[Given instruction] Rewrite the entries below, requests included, starting at the beginning of the entries and ending at the line containing "[622,288,662,325]", with both ends included. Shift each bounding-box coordinate in the answers by adding -38 to it, and omit the pictures from the output.

[Coordinate annotation entries]
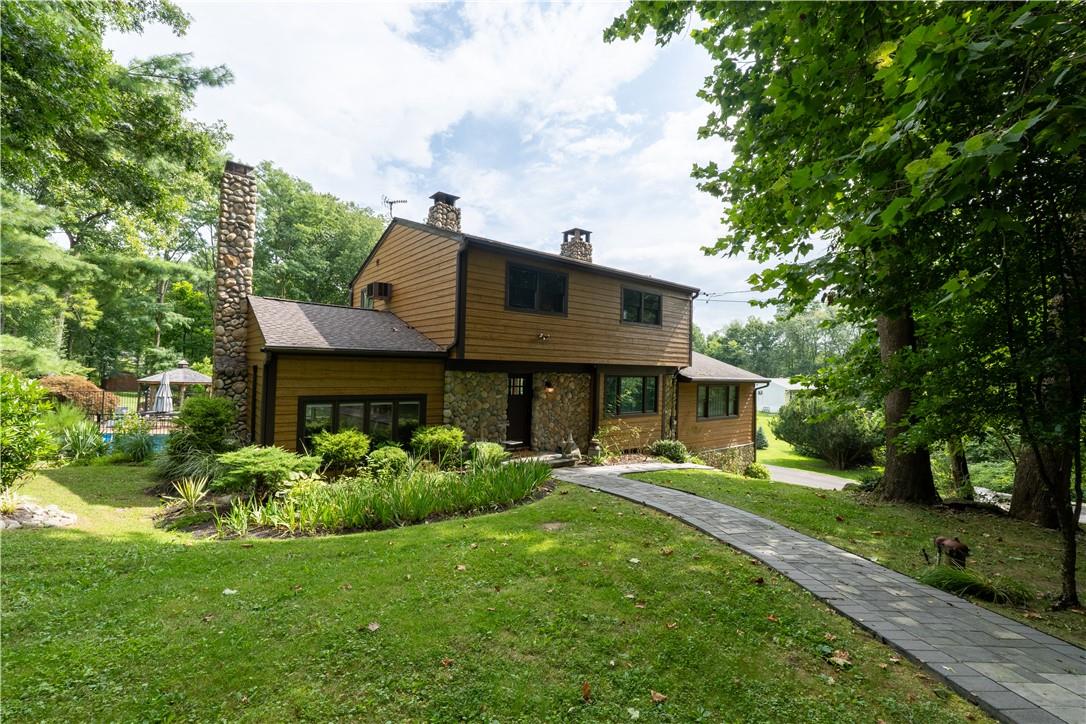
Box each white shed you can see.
[758,377,805,415]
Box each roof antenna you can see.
[381,195,407,218]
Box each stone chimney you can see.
[560,227,592,263]
[212,161,256,443]
[426,191,460,233]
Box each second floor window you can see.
[622,289,661,325]
[604,374,657,417]
[506,264,567,314]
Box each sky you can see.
[106,2,771,332]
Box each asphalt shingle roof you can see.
[679,352,769,382]
[249,296,445,355]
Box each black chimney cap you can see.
[430,191,459,206]
[226,161,253,176]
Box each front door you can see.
[505,374,532,447]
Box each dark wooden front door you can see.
[505,374,532,447]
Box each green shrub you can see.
[770,397,883,470]
[0,372,55,493]
[648,440,690,462]
[411,424,464,470]
[743,462,769,480]
[366,445,408,480]
[917,566,1033,606]
[313,428,369,470]
[211,445,320,495]
[468,443,509,470]
[61,420,110,461]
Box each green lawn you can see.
[758,412,871,480]
[0,466,985,723]
[634,470,1086,646]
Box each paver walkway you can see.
[554,463,1086,724]
[766,465,855,491]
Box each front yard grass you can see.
[758,412,874,481]
[0,466,985,723]
[632,470,1086,646]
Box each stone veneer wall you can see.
[532,372,592,453]
[442,370,509,443]
[212,162,256,442]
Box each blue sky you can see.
[106,2,768,330]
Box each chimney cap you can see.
[226,161,253,176]
[430,191,459,206]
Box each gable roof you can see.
[351,216,699,296]
[249,295,445,356]
[679,352,769,382]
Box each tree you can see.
[606,2,1086,605]
[253,163,386,304]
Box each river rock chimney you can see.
[426,191,460,233]
[560,227,592,263]
[212,161,256,443]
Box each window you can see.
[697,384,740,420]
[506,264,567,314]
[298,397,426,450]
[604,374,657,417]
[622,288,662,325]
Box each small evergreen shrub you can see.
[366,445,408,481]
[211,445,320,495]
[743,462,769,480]
[0,372,55,493]
[468,443,509,470]
[411,424,464,470]
[313,428,369,470]
[648,440,690,462]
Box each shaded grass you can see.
[758,412,877,481]
[632,470,1086,646]
[0,467,984,723]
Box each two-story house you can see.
[215,164,766,461]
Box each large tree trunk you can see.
[1011,443,1073,529]
[876,310,939,505]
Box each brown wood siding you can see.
[275,355,445,450]
[462,247,691,367]
[679,382,755,452]
[245,308,266,442]
[351,227,459,346]
[596,370,668,450]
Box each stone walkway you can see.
[766,465,853,491]
[554,463,1086,724]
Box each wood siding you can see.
[351,226,459,346]
[679,382,755,452]
[275,354,445,450]
[596,370,669,452]
[245,307,267,443]
[462,247,691,367]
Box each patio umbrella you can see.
[151,374,174,412]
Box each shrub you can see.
[743,462,769,480]
[917,566,1033,606]
[366,445,408,480]
[468,443,509,470]
[61,419,110,461]
[39,374,121,415]
[313,428,369,470]
[0,372,55,493]
[212,445,320,495]
[411,424,464,469]
[770,397,883,470]
[648,440,690,462]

[Response]
Box each white shed you can see.
[720,339,767,377]
Box each roof antenna you can see.
[343,157,369,180]
Box each stone chimney you can see.
[522,189,554,225]
[174,123,218,405]
[388,153,422,195]
Box each second floor window you can see.
[584,251,623,287]
[566,336,619,379]
[468,226,529,276]
Box each sky you can see.
[68,-36,733,294]
Box each asphalt shingle roof you can see.
[641,314,731,344]
[211,258,407,317]
Box each black chimney cap you can see.
[392,153,421,168]
[188,123,215,138]
Box each front door you can see.
[467,336,494,409]
Box each dark wooden front door you can see.
[467,336,494,409]
Box each green shrub you can see.
[732,359,845,432]
[-38,334,17,455]
[610,402,652,424]
[373,386,426,432]
[705,424,731,442]
[328,407,370,442]
[879,528,995,568]
[275,390,331,432]
[173,407,282,457]
[430,405,471,432]
[23,382,72,423]
Box each green lawn you can see.
[720,374,833,442]
[-38,428,947,685]
[596,432,1048,608]
Box each paver walkway you can see.
[516,425,1048,686]
[728,427,817,453]
Box each front yard grass you can see.
[720,374,836,443]
[-38,428,947,685]
[594,432,1048,608]
Box each stone veneer wall you can see.
[494,334,554,415]
[404,332,471,405]
[174,124,218,404]
Box each blue sky you can see.
[68,-36,730,292]
Box each chimney cap you can see.
[188,123,215,138]
[392,153,421,168]
Box each gable roof you can see.
[313,178,661,258]
[211,257,407,318]
[641,314,731,344]
Box each tree you can see.
[568,-36,1048,567]
[215,125,348,266]
Box each river rock chimney you can see.
[388,153,422,195]
[522,189,554,225]
[174,123,218,405]
Box each window you can see.
[659,346,702,382]
[468,226,529,276]
[260,359,388,412]
[566,336,619,379]
[584,250,624,287]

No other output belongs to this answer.